___ Given passage
I would hesitate taking money from NASA though because it’s very often geared to engineering and space missions. That would inhibit our freedom in doing experiments much more than the Templeton Foundation, which seems to try to explore a little bit more on the right and left side of things or fund projects that normally are not funded by the science community.

Suzan Mazur: The Simon Foundation seems to have a continuing interest in origins research.

Dieter Braun: The Simons Foundation does a good job connecting the origins community and in structuring things so that people really are collaborating.

Suzan Mazur: Your current Simons Foundation grant expires in 2019. Will you be refunded?

Dieter Braun: There’s some hope. In parallel, I submitted an ERC Advanced proposal to EC for a five-year grant to pursue research, which I almost got last year. Let’s see. We try to secure funding from various sources to keep us independent. If we depended solely on the Simons Foundation, it could limit our freedom.

Suzan Mazur: One of the problems in funding origins research is that it still seems largely angled to Darwinian evolution, which has been seriously challenged over the last decade. A recent Spectator magazine article noted that Darwin’s “theory quickly outstripped his scientific data and instead became a grand narrative seemingly capable of explaining the entire history of life on earth.”

Eugene Koonin, who---like Nigel Goldenfeld and Carl Woese---thinks that biology is on its way to becoming the new condensed matter physics, has told me this:

“No one in the mainstream scientific community now takes selection literally.”

It appears that continued use of the term selection in scientific papers is seen as one factor preventing biology from becoming a hard science. Would you comment? Do you see biology as the “new condensed matter physics”?
______
___ Records
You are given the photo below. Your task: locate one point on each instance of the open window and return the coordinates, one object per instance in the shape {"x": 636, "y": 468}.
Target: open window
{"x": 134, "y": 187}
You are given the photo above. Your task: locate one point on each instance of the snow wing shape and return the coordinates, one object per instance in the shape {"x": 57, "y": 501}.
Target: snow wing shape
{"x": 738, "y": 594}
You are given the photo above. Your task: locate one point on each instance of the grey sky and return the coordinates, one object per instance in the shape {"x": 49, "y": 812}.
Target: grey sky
______
> _Task brief_: Repeat the stretch of the interview on origins research funding from "I would hesitate" through "really are collaborating.", word for word.

> _Written solution_:
I would hesitate taking money from NASA though because it’s very often geared to engineering and space missions. That would inhibit our freedom in doing experiments much more than the Templeton Foundation, which seems to try to explore a little bit more on the right and left side of things or fund projects that normally are not funded by the science community.

Suzan Mazur: The Simon Foundation seems to have a continuing interest in origins research.

Dieter Braun: The Simons Foundation does a good job connecting the origins community and in structuring things so that people really are collaborating.